▶ **Questions on the material**:
**a.** According to the comments on muscle memory, about how much weight did one commenter gain in a month after picking up weights again following a hiatus?
**b.** Give the part of the comments on muscle memory from "Proper lifting technique" to "enough for me." again, swapping "weights" for "iron".
**c.** Say whether each statement agrees with the comments on muscle memory, answering yes or no and quoting the deciding words: (i) One commenter says visualization improves muscle mass. (ii) One commenter expects to gain very noticeable muscle mass within 4-6 weeks of lifting again. (iii) The commenter who recalls a claim from a fitness magazine says they can verify it.

▶ **Text provided**:
Segment Open

I’m also not convinced that it’s necessary that muscle memory be a biological phenomenon. It’s well-known that visualizing the results you want can motivate you to get them, and it’s a hell of a lot easier to visualize based on memory rather than imagination.
Call bullshit if you want. I remember it from a fitness magazine when I was young. I can’t verify it.
Muscle memory is most likely biological. To assume a person can gain large amount of muscle solely by skill and visualization doesn’t add up. Visualization, doesn’t even improve muscle mass. It improves strength by improving neuron connections to muscle fibers.
Proper lifting technique is important, but technique doesn’t begin to explain this phenomenon. From past experience, I absolutely know that if I hit the weights again, I would gain very noticeable muscle mass in 4-6 weeks–far more than had I done this the first couple times around. Unless you’ve experienced this, it’s hard to imagine. I once heard Mel Gibson make the same claim and chalked it up to steroid use. But my experience–and that of many others–inclines me to believe otherwise. Muscle memory exists.
I’ve gained about 7lbs in a month when I picked up weights again after a hiatus.
20lbs a month is not at all unbelieveable if the lifter in question was juicing. Granted, some of the 20 would have been water but hey, if it’s good enough for them, it’s good enough for me.

Segment Closed

▶ **Record excerpts**:

Segment Open

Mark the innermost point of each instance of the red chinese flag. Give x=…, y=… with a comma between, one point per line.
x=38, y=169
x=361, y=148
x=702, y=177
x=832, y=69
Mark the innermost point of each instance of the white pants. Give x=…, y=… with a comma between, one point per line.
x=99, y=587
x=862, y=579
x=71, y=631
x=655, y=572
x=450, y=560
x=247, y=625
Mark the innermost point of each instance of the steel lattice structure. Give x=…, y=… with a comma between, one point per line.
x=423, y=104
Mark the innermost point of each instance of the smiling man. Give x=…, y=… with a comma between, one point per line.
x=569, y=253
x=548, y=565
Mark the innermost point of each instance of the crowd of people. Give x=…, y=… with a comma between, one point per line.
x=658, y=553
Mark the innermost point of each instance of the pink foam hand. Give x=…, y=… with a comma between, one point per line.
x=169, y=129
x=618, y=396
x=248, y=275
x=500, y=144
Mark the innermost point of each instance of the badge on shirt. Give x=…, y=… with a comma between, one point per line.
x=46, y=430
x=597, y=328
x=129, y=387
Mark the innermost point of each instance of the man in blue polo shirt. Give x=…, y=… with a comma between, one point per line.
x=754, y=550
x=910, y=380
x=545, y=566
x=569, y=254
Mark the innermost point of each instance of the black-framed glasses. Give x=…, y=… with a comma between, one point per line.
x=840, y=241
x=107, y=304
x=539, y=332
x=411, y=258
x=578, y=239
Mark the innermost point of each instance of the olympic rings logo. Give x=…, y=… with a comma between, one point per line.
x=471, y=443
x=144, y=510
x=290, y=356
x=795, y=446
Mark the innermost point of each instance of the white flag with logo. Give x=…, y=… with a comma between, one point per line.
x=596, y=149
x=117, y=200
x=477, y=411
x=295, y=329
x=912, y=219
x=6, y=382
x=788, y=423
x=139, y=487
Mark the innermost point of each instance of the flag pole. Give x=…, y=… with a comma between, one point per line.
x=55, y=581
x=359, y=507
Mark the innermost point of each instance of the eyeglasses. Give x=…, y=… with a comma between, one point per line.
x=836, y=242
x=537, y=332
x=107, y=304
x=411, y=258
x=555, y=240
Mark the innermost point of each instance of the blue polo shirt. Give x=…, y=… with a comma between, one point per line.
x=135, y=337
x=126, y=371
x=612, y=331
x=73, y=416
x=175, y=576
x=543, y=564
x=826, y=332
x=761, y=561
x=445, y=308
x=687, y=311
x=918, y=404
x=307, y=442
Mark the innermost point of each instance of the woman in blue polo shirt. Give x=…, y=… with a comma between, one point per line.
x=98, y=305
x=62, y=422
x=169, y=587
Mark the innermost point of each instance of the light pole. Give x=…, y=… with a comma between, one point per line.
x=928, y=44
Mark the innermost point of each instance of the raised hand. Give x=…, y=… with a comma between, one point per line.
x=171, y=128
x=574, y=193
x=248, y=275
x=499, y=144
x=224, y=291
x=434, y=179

Segment Closed

▶ **Answers by item**:
**a.** About 7 lbs.

**b.**
Proper lifting technique is important, but technique doesn’t begin to explain this phenomenon. From past experience, I absolutely know that if I hit the iron again, I would gain very noticeable muscle mass in 4-6 weeks–far more than had I done this the first couple times around. Unless you’ve experienced this, it’s hard to imagine. I once heard Mel Gibson make the same claim and chalked it up to steroid use. But my experience–and that of many others–inclines me to believe otherwise. Muscle memory exists.
I’ve gained about 7lbs in a month when I picked up iron again after a hiatus.
20lbs a month is not at all unbelieveable if the lifter in question was juicing. Granted, some of the 20 would have been water but hey, if it’s good enough for them, it’s good enough for me.

**c.**
(i) No: "Visualization, doesn’t even improve muscle mass."
(ii) Yes: "I would gain very noticeable muscle mass in 4-6 weeks"
(iii) No: "I can’t verify it."